━━━ Data supplied ━━━

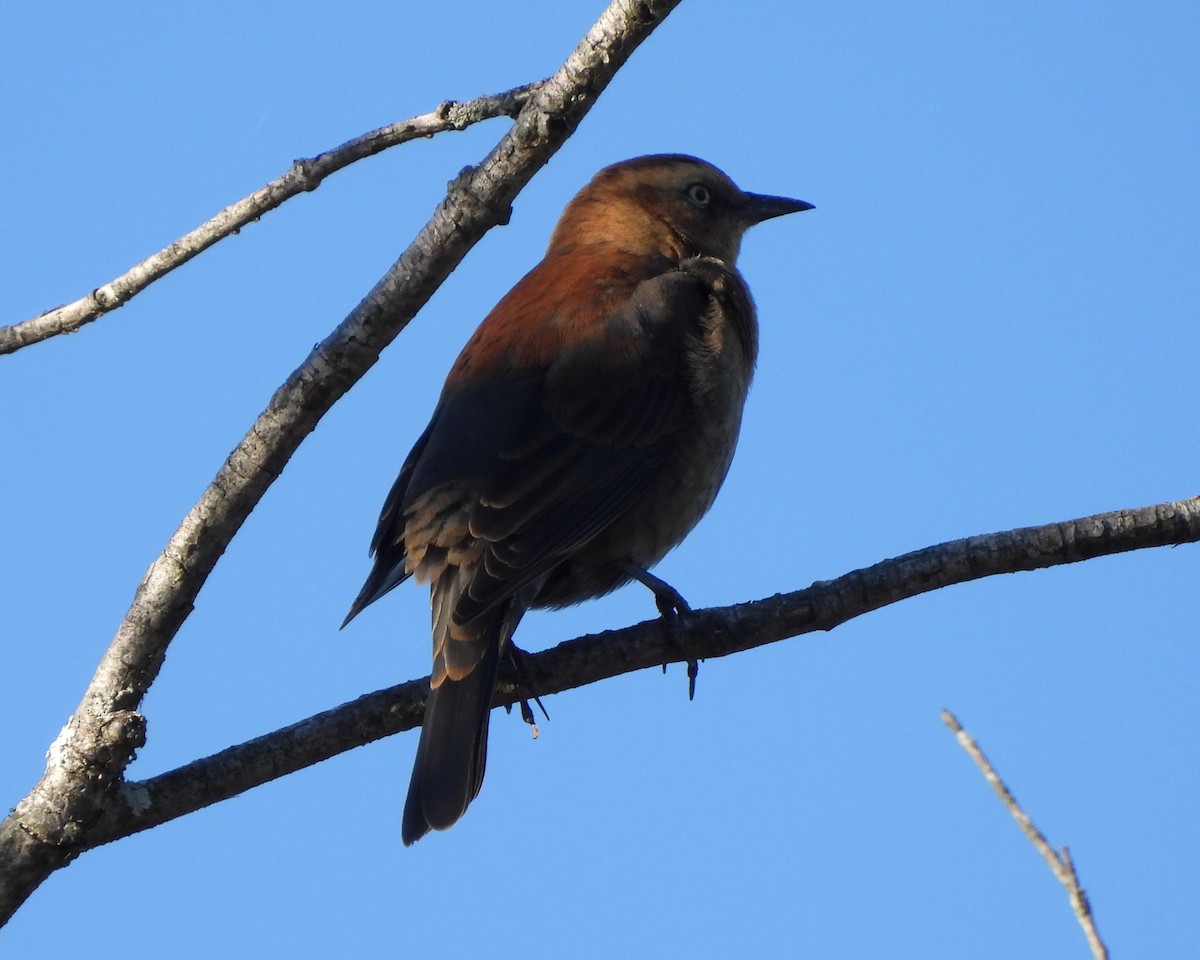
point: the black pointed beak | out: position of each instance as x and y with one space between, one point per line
757 207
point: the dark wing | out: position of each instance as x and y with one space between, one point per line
591 441
521 467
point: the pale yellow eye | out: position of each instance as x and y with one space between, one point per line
700 195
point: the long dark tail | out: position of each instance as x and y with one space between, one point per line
453 750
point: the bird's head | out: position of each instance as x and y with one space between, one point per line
667 204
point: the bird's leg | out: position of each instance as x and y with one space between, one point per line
516 658
671 605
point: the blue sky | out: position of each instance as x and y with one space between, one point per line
989 322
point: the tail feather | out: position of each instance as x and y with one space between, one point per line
451 754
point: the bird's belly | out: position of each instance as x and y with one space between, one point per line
666 510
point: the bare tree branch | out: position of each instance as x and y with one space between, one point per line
1060 864
88 760
705 634
304 177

━━━

» **Challenge**: Can you update the entries above so that every "bird's" becomes "animal's", with everything else unchanged and the pictures left out?

» **Solution to this exercise**:
point: the black pointed beak | out: position of each instance as x and y with one space between, one point per line
757 207
point: the dark wing | out: position of each instance as x and y with one space between, one point per line
591 441
521 467
point: the pale yellow eye | out: position of each instance as x and y with one space between, one point per line
700 195
point: the long dark tail | out: position of each instance as x and y with one space between, one point per line
453 750
point: the animal's head | out: position of each instance as x and y with one space between, one point per line
667 204
point: the animal's leg | out: position of each instance as x and y with one space between, one point per line
516 658
671 605
point: the blue sky | out: position of each instance as x and y with one space between, one point per line
989 322
point: the tail feather | out: position of each instance as x and y with one space between, one point per line
451 754
point: the animal's belly | out: position of each instance as x and y with one space between, one point per line
666 510
point: the bare tree branch | out: position of each instance as x and y with one space between, one point per line
1060 864
88 760
705 634
304 177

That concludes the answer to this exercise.